[Work task] Take the line that contains "Can you spot the wooden porch" as the first line and the final line of the records as the last; return exactly those lines and the lines between.

---- Study material

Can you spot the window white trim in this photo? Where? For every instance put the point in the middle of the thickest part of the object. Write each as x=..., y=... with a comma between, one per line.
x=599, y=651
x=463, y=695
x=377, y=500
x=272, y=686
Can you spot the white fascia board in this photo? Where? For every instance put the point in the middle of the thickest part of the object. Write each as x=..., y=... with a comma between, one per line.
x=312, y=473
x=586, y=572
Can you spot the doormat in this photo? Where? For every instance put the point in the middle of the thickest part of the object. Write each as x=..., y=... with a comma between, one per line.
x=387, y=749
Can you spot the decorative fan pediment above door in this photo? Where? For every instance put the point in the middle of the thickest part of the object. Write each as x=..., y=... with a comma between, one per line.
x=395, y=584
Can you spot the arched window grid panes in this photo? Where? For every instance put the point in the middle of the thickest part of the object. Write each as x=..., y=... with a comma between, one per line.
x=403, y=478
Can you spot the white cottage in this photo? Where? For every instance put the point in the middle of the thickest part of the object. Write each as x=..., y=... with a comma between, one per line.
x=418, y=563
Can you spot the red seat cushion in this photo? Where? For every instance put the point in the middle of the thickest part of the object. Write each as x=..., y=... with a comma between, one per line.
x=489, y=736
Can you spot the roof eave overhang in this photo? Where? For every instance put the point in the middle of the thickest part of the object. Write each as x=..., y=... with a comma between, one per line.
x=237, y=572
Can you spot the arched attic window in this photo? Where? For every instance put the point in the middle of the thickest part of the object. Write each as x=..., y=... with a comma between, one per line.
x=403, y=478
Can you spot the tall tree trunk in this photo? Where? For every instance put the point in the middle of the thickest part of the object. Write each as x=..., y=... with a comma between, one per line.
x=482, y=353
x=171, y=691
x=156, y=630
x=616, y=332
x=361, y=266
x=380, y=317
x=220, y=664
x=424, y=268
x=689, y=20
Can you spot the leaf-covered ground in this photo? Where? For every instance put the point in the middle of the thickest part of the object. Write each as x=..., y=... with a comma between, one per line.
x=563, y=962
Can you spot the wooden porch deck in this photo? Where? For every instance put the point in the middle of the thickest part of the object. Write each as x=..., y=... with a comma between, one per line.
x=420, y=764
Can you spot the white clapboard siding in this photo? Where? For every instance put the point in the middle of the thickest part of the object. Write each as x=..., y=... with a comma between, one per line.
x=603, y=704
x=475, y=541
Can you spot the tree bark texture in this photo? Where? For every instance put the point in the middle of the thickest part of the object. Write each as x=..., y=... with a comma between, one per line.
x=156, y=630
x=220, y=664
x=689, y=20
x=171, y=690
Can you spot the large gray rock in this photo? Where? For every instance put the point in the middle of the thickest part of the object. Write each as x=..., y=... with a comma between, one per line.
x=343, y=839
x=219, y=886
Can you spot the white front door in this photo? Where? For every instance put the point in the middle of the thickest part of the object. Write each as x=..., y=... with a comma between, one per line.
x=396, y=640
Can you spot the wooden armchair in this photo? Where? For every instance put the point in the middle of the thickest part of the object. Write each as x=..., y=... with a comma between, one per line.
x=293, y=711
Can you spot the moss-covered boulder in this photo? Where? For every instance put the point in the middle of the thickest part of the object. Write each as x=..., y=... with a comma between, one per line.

--------

[Response to the exercise]
Can you spot the wooden porch deck in this photo? Where? For every instance put the point in the middle of the thickest part of the object. Write each as x=..., y=... with a comma between, one per line.
x=420, y=764
Can you spot the white clapboard siding in this photo? Where? For every instance put the point in the middle of the thickest part of the object. Write each as x=..., y=... with a comma between, one per line.
x=603, y=704
x=475, y=541
Can you spot the tree bark texture in this photo? Where? For every instance put the point in the middle of the thickest part of the object. Write each as x=..., y=... with a comma between, one per line.
x=156, y=630
x=220, y=664
x=689, y=20
x=171, y=690
Can you spot the large gray rock in this photo? Where? For every instance put the point in the middle of the thickest part of the object. Write each as x=..., y=... with a comma between, one per line.
x=343, y=839
x=219, y=886
Can you spot the white front door in this photo? Where? For every instance put the point in the middle of the thickest part of the object. Write each as x=..., y=... with a comma between, one per line.
x=396, y=640
Can you spot the wooden armchair in this photo? Where? For every instance put the point in the middle of the thickest part of the object. Write each as x=..., y=... with a comma between, one per line.
x=293, y=711
Can you spot the moss-covered boulder in this photo? Where? For every instance put the point in the middle of the thickest part of the object. Write each as x=..., y=... with a comma between, one per line.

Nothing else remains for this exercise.